Consegna 1.
Elenca tutti i passaggi racchiusi tra parentesi tonde nel brano sull'Uçk in Kosova.

L'esistenza di questi due fattori (tradizione politica e struttura sociale) non poteva tuttavia evitare l'esplosione della società albanese del Kosova contro i propri oppressori, ma solo determinarne le forme. L'Uçk crebbe (diventando quella che è stata conosciuta a livello internazionale) sull'onda dell'insurrezione popolare spontanea della primavera del 1998. Divenne il canale di espressione delle più profonde aspirazioni della popolazione albanese kosovara, soprattutto in ambito rurale (la piccola borghesia urbana non si fidò mai né dell'Uçk, né soprattutto delle classi sociali che si esprimevano tramite l'Uçk). La rivoluzione nazionale non poteva in queste situazione non essere che incompleta: l'orizzonte del villaggio non includeva le prospettive per il dopo la liberazione dall'oppressione serba, con i suoi complessi problemi economici, sociali, di rapporti tra molteplici nazionalità. Ma detto questo è necessario aggiungere che questo mondo rurale kosovaro ha dato una lezione unica di generosità e di coraggio nella battaglia contro i propri oppressori a tutti i popoli e i lavoratori balcanici: questo mondo ha dato tutto e più di quello che poteva dare per la causa della propria liberazione. Quello che è mancato è stato altro.

Consegna 2.
Nelle righe qui sotto, trascrivi il tratto che va dalla riga contenente "Using the image above, draw a bounding box around the denim" fino a quella contenente "[832,144,951,271]", estremi compresi. Sostituisci "spectator" con "onlooker" e lascia tutto il resto invariato.

Righe mostrate.

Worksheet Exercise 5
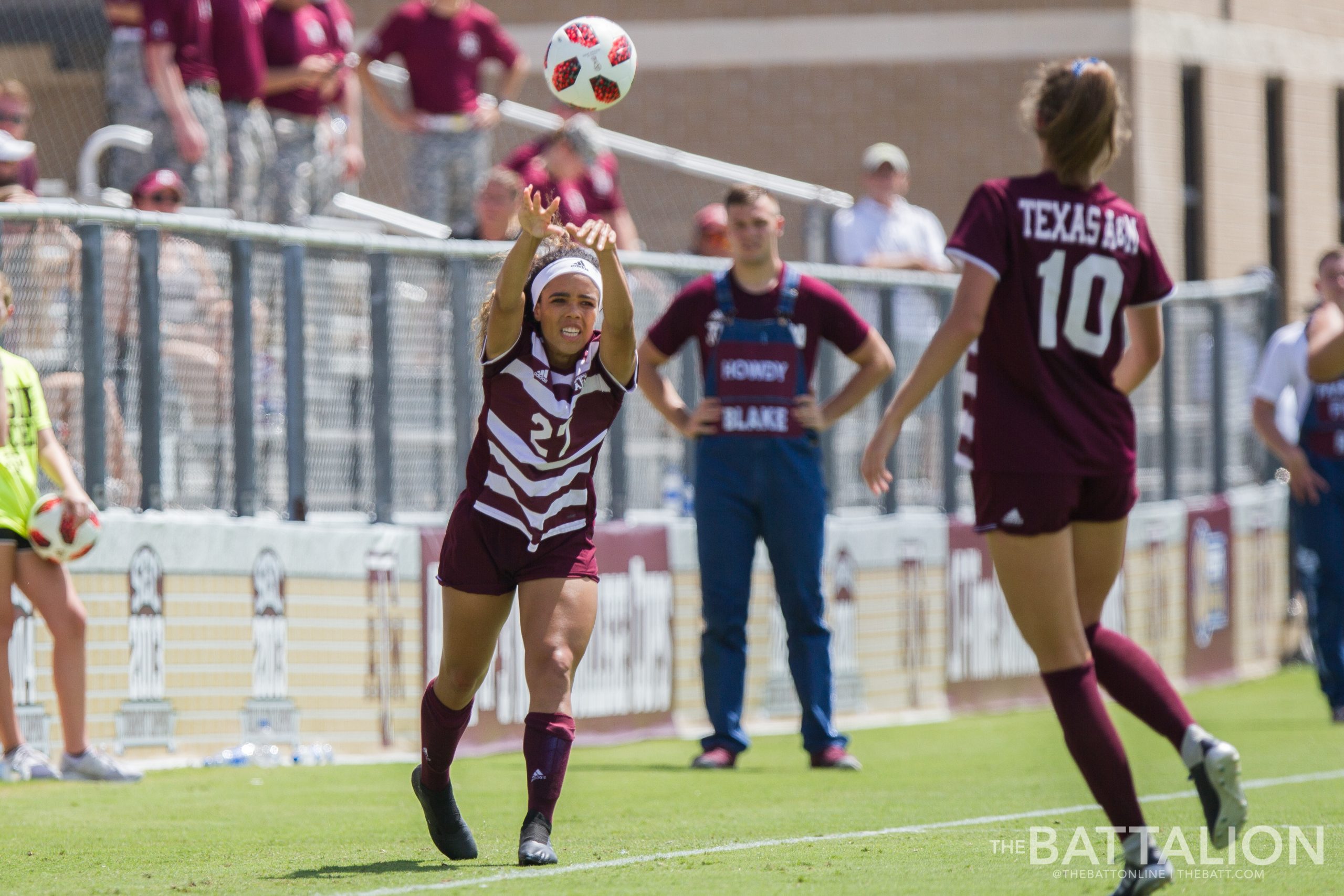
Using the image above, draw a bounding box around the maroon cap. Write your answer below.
[130,168,187,200]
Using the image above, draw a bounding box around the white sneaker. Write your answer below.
[60,747,144,783]
[4,744,60,781]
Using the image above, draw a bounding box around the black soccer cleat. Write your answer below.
[518,811,561,865]
[411,766,476,860]
[1190,737,1246,849]
[1110,849,1174,896]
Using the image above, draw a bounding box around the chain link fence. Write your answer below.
[0,203,1274,519]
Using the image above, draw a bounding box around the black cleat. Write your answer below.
[1190,737,1246,849]
[411,766,476,860]
[518,811,561,865]
[1110,849,1174,896]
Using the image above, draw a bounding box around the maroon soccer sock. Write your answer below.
[1085,623,1195,751]
[421,678,476,790]
[523,712,574,822]
[1040,662,1144,827]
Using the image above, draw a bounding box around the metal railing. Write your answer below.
[0,203,1275,520]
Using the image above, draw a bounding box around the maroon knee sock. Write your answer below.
[1085,623,1195,751]
[1040,662,1144,827]
[523,712,574,821]
[421,678,476,790]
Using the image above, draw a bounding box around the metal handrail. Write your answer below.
[368,62,854,208]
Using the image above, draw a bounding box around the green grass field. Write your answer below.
[0,669,1344,896]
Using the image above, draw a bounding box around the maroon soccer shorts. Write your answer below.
[970,470,1138,535]
[438,494,597,594]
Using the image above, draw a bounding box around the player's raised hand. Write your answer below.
[518,187,564,239]
[859,427,900,494]
[564,218,615,255]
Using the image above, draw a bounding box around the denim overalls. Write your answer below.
[695,267,848,752]
[1292,360,1344,709]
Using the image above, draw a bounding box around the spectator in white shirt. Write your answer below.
[832,144,951,271]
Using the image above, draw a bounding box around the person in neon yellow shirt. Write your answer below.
[0,274,140,781]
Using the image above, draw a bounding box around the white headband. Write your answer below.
[532,255,602,305]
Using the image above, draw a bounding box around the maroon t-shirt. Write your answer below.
[948,172,1172,476]
[140,0,219,85]
[363,0,518,115]
[211,0,266,102]
[648,274,871,400]
[313,0,355,103]
[504,137,625,226]
[261,3,343,115]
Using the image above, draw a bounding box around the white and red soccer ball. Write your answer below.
[542,16,636,111]
[28,494,102,563]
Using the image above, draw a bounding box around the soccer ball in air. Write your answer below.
[542,16,634,111]
[28,494,102,563]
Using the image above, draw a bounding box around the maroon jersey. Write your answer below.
[140,0,218,85]
[948,172,1172,476]
[363,0,518,115]
[466,321,634,551]
[261,3,343,115]
[504,137,625,227]
[211,0,266,102]
[648,268,872,400]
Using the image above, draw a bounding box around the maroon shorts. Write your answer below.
[970,470,1138,535]
[438,494,597,594]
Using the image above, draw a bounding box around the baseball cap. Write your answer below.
[695,203,729,231]
[0,130,36,161]
[863,144,910,173]
[130,168,187,199]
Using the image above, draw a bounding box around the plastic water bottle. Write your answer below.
[663,463,686,513]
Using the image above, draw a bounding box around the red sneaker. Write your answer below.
[812,744,863,771]
[691,747,738,768]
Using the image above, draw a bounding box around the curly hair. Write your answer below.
[472,235,597,357]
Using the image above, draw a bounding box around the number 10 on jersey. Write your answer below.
[1036,248,1125,357]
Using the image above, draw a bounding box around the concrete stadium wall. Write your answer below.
[9,483,1287,757]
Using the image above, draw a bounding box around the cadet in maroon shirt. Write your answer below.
[359,0,527,234]
[640,184,895,769]
[313,0,364,208]
[862,59,1246,894]
[141,0,228,208]
[411,188,636,865]
[211,0,276,220]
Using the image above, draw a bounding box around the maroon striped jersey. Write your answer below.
[948,172,1172,476]
[466,320,634,551]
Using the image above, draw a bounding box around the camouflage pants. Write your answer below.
[313,115,359,214]
[271,111,317,224]
[225,102,276,220]
[410,130,490,235]
[151,87,228,208]
[103,35,163,194]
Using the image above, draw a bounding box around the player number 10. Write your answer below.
[1036,248,1125,357]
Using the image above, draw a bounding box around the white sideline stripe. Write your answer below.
[333,768,1344,896]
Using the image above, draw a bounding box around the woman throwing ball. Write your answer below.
[411,188,636,865]
[863,59,1246,896]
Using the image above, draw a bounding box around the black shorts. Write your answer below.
[0,528,32,551]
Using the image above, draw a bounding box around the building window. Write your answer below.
[1265,78,1287,289]
[1180,66,1204,279]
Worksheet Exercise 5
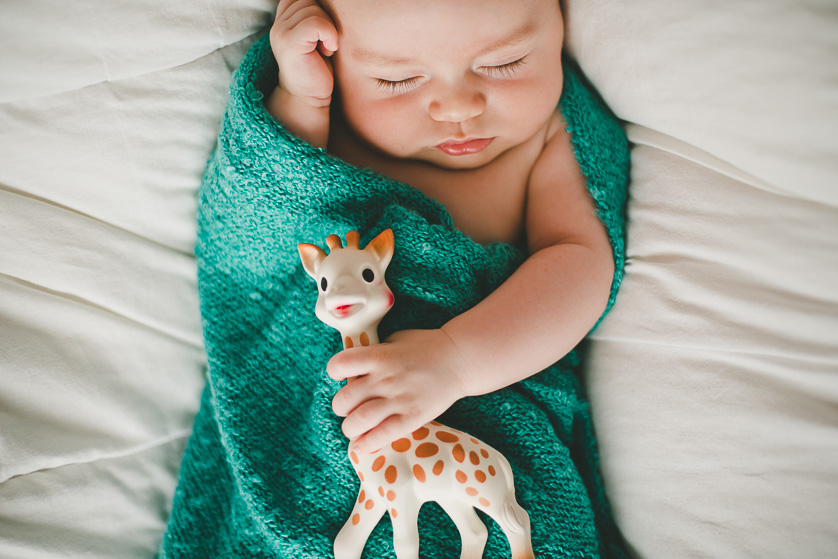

Risposta finale 1.
1. tradizione politica e struttura sociale
2. diventando quella che è stata conosciuta a livello internazionale
3. la piccola borghesia urbana non si fidò mai né dell'Uçk, né soprattutto delle classi sociali che si esprimevano tramite l'Uçk

Risposta finale 2.
Using the image above, draw a bounding box around the denim overalls. Write your answer below.
[695,267,848,752]
[1292,360,1344,709]
Using the image above, draw a bounding box around the onlooker in white shirt. Write your answer below.
[832,144,951,271]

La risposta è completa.